What to work on:
1. Please reproduce part of the Yangon factory clash report word for word, starting at the words "Hundreds of employees" and ending after the words "exports last year.".
2. List every number that the Yangon factory clash report writes with digits.

Text shown:
----

Dozens of Myanmar garment workers were injured on Monday after a clash with assailants wielding iron bars outside a Chinese-owned factory in Yangon, witnesses and hospital staff said.

Reuters


Hundreds of employees of Fu Yuen Garment Co Ltd, which has produced clothes for German supermarket chain Lidl and British fashion brand Joules, according to shipment records published by global trade data website Panjiva, have been striking for weeks demanding the reinstatement of 30 sacked workers.

Myanmar’s textile industry is the country’s top export earner after oil and gas, employing more than 450,000 people and generating more than $2 billion in exports last year.

Hundreds of thousands of jobs in the sector could soon be at risk as the European Union considers whether to reinstate economic sanctions over the Rohingya crisis, potentially stripping the country of tariff-free access to the trading bloc.

----

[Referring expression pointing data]
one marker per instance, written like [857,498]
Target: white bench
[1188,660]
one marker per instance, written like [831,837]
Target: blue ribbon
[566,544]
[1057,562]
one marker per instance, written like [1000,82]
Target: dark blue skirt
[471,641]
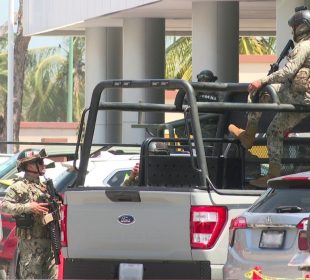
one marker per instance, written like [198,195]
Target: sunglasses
[40,161]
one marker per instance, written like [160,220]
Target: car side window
[282,197]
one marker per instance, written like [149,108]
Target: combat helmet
[300,22]
[206,76]
[29,156]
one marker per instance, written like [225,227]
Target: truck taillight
[302,236]
[236,223]
[63,224]
[206,225]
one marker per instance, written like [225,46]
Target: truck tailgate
[128,224]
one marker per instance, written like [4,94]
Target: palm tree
[179,59]
[47,83]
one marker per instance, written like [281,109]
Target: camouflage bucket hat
[29,156]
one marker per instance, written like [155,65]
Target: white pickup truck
[175,223]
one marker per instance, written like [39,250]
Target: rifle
[52,219]
[275,66]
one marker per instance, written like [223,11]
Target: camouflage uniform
[282,82]
[36,256]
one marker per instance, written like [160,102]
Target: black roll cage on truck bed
[192,110]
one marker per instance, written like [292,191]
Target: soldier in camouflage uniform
[292,86]
[133,178]
[22,200]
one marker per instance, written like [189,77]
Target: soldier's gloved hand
[39,208]
[254,87]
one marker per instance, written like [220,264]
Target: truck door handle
[123,196]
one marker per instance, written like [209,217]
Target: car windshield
[274,199]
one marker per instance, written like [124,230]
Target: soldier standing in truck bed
[292,86]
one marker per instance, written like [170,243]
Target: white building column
[215,35]
[284,10]
[104,61]
[143,58]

----

Completed exercise:
1.
Hundreds of employees of Fu Yuen Garment Co Ltd, which has produced clothes for German supermarket chain Lidl and British fashion brand Joules, according to shipment records published by global trade data website Panjiva, have been striking for weeks demanding the reinstatement of 30 sacked workers.

Myanmar’s textile industry is the country’s top export earner after oil and gas, employing more than 450,000 people and generating more than $2 billion in exports last year.

2. 30; 450,000; $2 billion